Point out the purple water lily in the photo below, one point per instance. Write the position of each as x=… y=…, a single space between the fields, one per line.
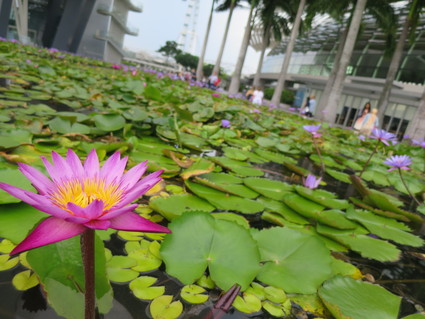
x=398 y=161
x=383 y=136
x=312 y=181
x=313 y=129
x=79 y=197
x=225 y=123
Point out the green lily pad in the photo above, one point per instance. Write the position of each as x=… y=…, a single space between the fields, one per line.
x=347 y=298
x=25 y=280
x=248 y=303
x=225 y=201
x=176 y=205
x=367 y=246
x=163 y=308
x=142 y=288
x=199 y=241
x=269 y=188
x=385 y=227
x=109 y=122
x=293 y=261
x=194 y=294
x=16 y=178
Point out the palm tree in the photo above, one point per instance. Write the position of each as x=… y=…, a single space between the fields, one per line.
x=236 y=77
x=412 y=18
x=273 y=25
x=329 y=111
x=416 y=129
x=227 y=4
x=199 y=72
x=283 y=73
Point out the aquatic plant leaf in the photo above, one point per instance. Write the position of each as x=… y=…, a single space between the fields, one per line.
x=367 y=246
x=118 y=269
x=349 y=298
x=235 y=189
x=16 y=220
x=283 y=210
x=238 y=219
x=248 y=303
x=322 y=197
x=311 y=303
x=142 y=288
x=225 y=201
x=201 y=166
x=14 y=138
x=199 y=240
x=194 y=294
x=293 y=261
x=109 y=122
x=176 y=205
x=338 y=175
x=25 y=280
x=16 y=178
x=237 y=167
x=385 y=227
x=269 y=188
x=163 y=307
x=7 y=262
x=271 y=156
x=59 y=271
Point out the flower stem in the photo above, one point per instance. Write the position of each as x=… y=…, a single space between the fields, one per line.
x=320 y=157
x=407 y=188
x=370 y=157
x=87 y=250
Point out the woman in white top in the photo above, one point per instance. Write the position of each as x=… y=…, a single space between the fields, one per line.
x=257 y=96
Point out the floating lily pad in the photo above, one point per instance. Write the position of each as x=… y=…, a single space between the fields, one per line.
x=293 y=261
x=225 y=201
x=175 y=205
x=199 y=241
x=347 y=298
x=142 y=288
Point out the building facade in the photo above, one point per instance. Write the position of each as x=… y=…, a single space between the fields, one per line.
x=93 y=28
x=314 y=56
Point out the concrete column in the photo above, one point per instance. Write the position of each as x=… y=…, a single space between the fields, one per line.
x=5 y=7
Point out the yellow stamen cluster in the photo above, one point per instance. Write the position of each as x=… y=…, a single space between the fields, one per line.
x=82 y=193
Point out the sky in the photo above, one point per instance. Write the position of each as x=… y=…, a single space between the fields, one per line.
x=162 y=20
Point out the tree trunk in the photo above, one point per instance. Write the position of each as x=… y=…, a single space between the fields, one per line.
x=199 y=71
x=329 y=112
x=416 y=129
x=264 y=46
x=236 y=77
x=330 y=83
x=223 y=42
x=392 y=71
x=283 y=72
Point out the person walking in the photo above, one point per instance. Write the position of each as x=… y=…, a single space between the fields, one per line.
x=370 y=122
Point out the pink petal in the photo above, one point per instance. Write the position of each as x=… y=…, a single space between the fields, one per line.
x=98 y=224
x=133 y=175
x=37 y=178
x=61 y=166
x=50 y=230
x=140 y=188
x=20 y=193
x=113 y=168
x=91 y=165
x=75 y=164
x=116 y=212
x=91 y=211
x=133 y=222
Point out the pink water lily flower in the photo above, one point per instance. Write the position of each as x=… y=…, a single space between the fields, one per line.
x=80 y=196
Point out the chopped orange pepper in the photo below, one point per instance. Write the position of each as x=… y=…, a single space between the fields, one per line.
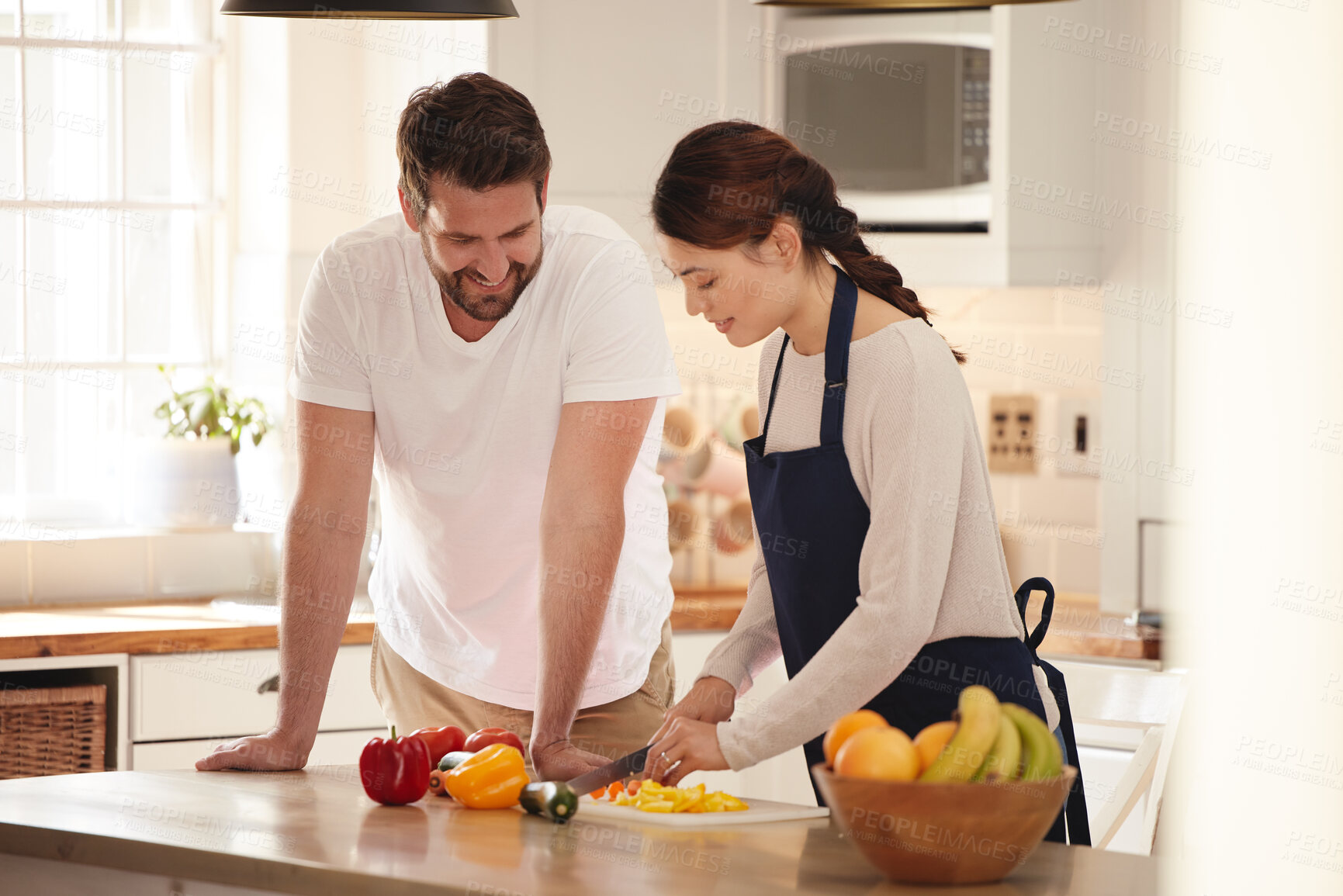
x=490 y=780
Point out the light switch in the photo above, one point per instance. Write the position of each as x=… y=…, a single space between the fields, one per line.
x=1073 y=451
x=1012 y=433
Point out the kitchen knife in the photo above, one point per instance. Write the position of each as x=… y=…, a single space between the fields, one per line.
x=618 y=770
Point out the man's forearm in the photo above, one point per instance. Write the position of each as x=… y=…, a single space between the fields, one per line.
x=319 y=573
x=578 y=566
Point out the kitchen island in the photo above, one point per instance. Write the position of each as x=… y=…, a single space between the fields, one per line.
x=316 y=832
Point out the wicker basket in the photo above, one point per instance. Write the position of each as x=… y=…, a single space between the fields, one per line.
x=53 y=731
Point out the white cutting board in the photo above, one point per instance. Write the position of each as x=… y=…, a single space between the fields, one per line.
x=762 y=811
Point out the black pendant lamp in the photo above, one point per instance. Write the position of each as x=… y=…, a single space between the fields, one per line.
x=441 y=9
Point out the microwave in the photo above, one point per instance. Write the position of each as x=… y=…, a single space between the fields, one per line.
x=896 y=105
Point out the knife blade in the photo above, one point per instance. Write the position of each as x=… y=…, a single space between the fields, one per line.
x=613 y=771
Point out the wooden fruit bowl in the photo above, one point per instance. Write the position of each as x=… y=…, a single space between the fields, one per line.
x=957 y=833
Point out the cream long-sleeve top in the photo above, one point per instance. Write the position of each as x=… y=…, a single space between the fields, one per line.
x=933 y=562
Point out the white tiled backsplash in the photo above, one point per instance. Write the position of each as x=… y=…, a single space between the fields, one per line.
x=136 y=567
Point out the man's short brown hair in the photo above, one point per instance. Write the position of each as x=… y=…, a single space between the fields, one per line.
x=472 y=132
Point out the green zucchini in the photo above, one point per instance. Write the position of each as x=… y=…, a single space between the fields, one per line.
x=452 y=760
x=552 y=800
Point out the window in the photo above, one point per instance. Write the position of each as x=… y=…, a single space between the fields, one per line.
x=110 y=215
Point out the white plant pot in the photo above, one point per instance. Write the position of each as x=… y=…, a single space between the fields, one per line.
x=182 y=483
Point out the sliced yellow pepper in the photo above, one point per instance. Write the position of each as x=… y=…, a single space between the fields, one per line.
x=654 y=797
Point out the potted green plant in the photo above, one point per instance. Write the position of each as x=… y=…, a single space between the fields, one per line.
x=189 y=477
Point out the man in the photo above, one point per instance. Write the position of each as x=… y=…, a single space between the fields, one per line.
x=503 y=367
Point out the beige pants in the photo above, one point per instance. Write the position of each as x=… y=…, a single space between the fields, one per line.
x=413 y=701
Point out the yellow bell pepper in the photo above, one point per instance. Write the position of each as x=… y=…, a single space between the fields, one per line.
x=490 y=780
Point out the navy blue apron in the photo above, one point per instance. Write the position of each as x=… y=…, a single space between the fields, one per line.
x=813 y=521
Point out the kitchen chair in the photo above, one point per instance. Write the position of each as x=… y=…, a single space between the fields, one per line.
x=1146 y=704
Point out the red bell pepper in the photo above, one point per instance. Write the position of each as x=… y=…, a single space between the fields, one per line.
x=394 y=771
x=441 y=742
x=486 y=736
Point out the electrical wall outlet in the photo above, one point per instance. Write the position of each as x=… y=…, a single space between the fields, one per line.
x=1012 y=433
x=1073 y=449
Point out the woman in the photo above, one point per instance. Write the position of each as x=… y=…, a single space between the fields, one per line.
x=880 y=574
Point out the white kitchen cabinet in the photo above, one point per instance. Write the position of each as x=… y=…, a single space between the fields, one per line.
x=784 y=777
x=329 y=749
x=222 y=694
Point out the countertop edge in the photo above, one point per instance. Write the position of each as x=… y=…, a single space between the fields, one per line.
x=289 y=876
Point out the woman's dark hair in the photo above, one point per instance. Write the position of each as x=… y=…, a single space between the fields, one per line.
x=729 y=183
x=473 y=132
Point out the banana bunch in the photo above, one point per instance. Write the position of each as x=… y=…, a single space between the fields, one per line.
x=995 y=742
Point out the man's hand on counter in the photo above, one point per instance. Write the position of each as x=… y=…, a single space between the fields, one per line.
x=556 y=759
x=272 y=751
x=711 y=699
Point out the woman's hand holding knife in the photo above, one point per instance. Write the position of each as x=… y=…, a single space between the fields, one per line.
x=688 y=739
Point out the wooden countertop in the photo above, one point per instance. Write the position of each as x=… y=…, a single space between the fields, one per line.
x=316 y=832
x=140 y=628
x=1078 y=626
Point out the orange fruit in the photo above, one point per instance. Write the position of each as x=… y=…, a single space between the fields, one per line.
x=884 y=754
x=845 y=727
x=931 y=740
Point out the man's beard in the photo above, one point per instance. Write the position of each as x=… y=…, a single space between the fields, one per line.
x=488 y=308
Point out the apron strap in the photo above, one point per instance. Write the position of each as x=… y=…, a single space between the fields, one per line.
x=1047 y=613
x=837 y=363
x=1075 y=813
x=774 y=387
x=839 y=336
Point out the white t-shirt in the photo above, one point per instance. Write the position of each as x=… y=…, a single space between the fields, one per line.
x=464 y=438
··········
Rewrite the listing from the line with "Point out the man's short" up to and including the line with "x=654 y=797" as a two-column CSV with the columns instruction and points, giving one row to each instruction and the coordinates that follow it. Put each value in one quoted field, with any line breaks turned into spaces.

> **RIGHT ANSWER**
instruction,points
"Point out the man's short brown hair in the photo above, one point per instance. Write the position of each as x=… y=…, a single space between the fields, one per line.","x=472 y=132"
"Point out the green zucchini in the photo above, one point per instance. Write the position of each as x=… y=…, a single space between the fields, one per line.","x=452 y=760 x=552 y=800"
"Point out the window in the photo above, one point per instance. Write the position of each as x=… y=…, a single space between the fields, one per line.","x=110 y=215"
"Point out the white plant pot in the photo above, one point per instance. Write the position of each as x=… y=…, a single space between the fields, one per line.","x=182 y=483"
"Point out the sliced yellow pepper in the photo above, one point per instance. Write the position of each as x=… y=…, a single space between the fields, one per line.","x=654 y=797"